● Task to carry out: In each of the rows below, change "green foliage" to "leafy plants" wherever it appears. Can you give the lines back with nothing else altered?

[Labels for object points]
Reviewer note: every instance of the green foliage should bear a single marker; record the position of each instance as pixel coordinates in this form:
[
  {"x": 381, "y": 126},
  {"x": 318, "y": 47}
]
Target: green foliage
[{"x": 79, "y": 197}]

● Solution for this problem:
Reviewer note: every instance of the leafy plants should bear a single marker; record the position of each instance as pixel coordinates in this form:
[
  {"x": 381, "y": 126},
  {"x": 318, "y": 47}
]
Target: leafy plants
[{"x": 79, "y": 197}]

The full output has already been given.